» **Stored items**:
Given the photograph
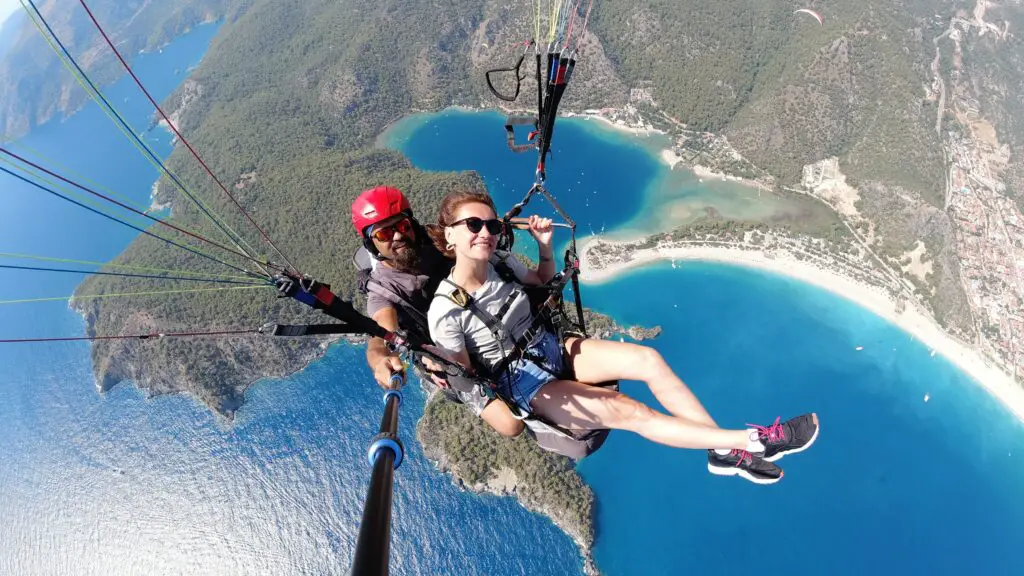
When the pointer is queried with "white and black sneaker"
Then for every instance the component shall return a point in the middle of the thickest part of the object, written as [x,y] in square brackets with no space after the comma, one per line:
[743,464]
[796,435]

» **What you need to do**:
Write out every item above word for word, leaving out the pictures.

» **Output for this task**:
Given the photograph
When the pointer is queried with "white and black sneaker"
Then for every instance the component shall return a point in the middle of the thickest part of the object, written as [x,y] in square brackets with no space after the comma, one per line:
[743,464]
[796,435]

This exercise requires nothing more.